• What to work on
1. Please write out the part of the AI newsletter that opens with the words containing "Buckle up, kids." and closes with "Obedience or Alignment?".
2. In the AI newsletter, which organization released the AI Safety Index Winter 2025?

• Text under study
Against Moloch

Monday AI Brief #4

December 15, 2025

Welcome to the shorter and less technical version of Monday AI Radar. We’re focusing on model psychology this week with pieces on training “character” at Anthropic, what we do and don’t know about the possibility of AI consciousness, and some hard questions about whether AI should prioritize obedience or virtue. Plus grading the big labs on their safety practices, copywriters talk about losing their jobs to AI, and a lighthearted look at a recent big AI conference.

Model psychology at Anthropic

One of many things that makes Anthropic unique is their thoughtful approach to model psychology. Here's a great interview with Amanda Askell, a philosopher at Anthropic who works on Claude's character. Lots of good stuff here, including how you train a model to have good "character" and whether the models are moral patients (i.e., whether they deserve moral consideration).

Until recently, most people—including me—would have said it was pretty unlikely that “model psychology” would be a real thing. But recent frontier models are starting to show some early features that sure seem analogous to human psychology. The correct amount to anthropomorphize current AI is less than 100%, but also more than 0%.

Buckle up, kids. Things are starting to get weird.

AI Safety Index Winter 2025

The Future of Life Institute just released their AI Safety Index Winter 2025. Key takeaways:

This is fine.

Do We Want Obedience or Alignment?

Beren breaks down one of the fundamental questions of alignment: should an aligned AI do what we tell it to, or should it do what is right? This question seems hard on the surface, and gets harder the closer you look at it. If you want AI to do what it's told, have you thought carefully about who specifically is telling it what to do (hint: not you)? And if you want it to do what is "right", have you thought about the extent to which you’ve come to rely on ethical “flexibility” in yourself and others?

The Evidence for AI Consciousness, Today

I don’t think current AIs are meaningfully conscious, but I’m no longer certain that’s the case and I expect to become much less certain soon. Cameron Berg considers what we do and don’t know:

Researchers are starting to more systematically investigate this question, and they're finding evidence worth taking seriously. Over just the last year, independent groups across different labs, using different methods, have documented increasing signatures of consciousness-like dynamics in frontier models.

Blood in the Machine

Here are some grim first-person accounts of copywriters losing their jobs to AI. Being mindful that this is a collection of anecdotes and not a rigorous study, I thought it did a good job of capturing the flavor of what has happened to a few people so far, but is about to happen to many more. Expect a lot more of this in the public discourse very soon.

How to party like an AI researcher

Jasmine Sun went to NeurIPS 2025 (perhaps the most important machine learning conference) and has a fun piece about the vibe of the event.

(Referring expression data)
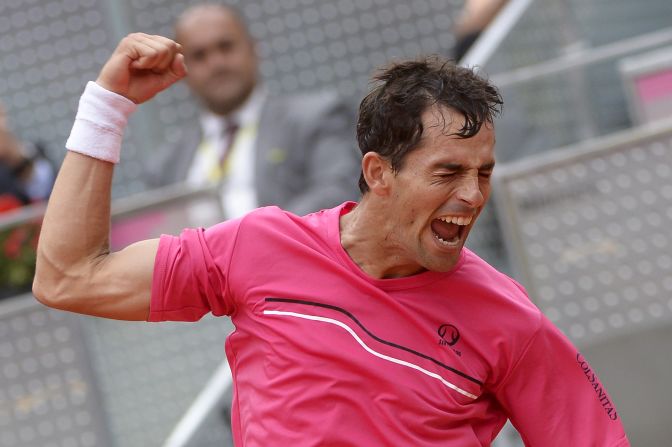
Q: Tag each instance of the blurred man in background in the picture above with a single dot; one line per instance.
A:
(26, 175)
(297, 152)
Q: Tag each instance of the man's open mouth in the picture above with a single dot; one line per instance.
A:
(449, 229)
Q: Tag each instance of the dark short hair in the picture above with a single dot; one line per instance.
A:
(390, 116)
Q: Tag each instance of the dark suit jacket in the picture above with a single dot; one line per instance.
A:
(305, 153)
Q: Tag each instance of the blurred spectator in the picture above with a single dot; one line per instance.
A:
(297, 151)
(474, 18)
(26, 175)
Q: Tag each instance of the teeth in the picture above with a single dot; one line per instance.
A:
(457, 220)
(442, 241)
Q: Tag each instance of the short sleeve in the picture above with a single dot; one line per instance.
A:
(554, 398)
(191, 273)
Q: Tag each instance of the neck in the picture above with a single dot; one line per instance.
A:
(371, 241)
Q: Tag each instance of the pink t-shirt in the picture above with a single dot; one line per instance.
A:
(324, 355)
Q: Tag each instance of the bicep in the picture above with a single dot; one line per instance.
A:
(119, 284)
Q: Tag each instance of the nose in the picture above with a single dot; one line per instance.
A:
(469, 192)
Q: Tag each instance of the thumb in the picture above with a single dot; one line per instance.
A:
(178, 67)
(175, 72)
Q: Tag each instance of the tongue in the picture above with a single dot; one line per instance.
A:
(444, 230)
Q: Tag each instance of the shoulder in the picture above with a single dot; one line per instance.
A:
(272, 221)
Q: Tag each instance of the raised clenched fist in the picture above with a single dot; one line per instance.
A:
(142, 66)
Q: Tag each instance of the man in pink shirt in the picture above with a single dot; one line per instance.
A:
(368, 324)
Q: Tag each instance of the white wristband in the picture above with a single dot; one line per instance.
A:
(100, 122)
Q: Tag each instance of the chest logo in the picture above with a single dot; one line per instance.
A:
(449, 335)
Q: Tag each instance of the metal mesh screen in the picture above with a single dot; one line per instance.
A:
(48, 395)
(590, 233)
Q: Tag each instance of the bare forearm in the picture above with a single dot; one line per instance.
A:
(75, 270)
(76, 225)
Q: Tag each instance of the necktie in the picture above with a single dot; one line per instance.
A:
(229, 134)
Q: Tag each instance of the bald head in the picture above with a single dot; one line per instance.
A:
(220, 56)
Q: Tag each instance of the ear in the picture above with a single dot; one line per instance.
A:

• Answers to the exercise
1.
Buckle up, kids. Things are starting to get weird.

AI Safety Index Winter 2025

The Future of Life Institute just released their AI Safety Index Winter 2025. Key takeaways:

This is fine.

Do We Want Obedience or Alignment?

2. The Future of Life Institute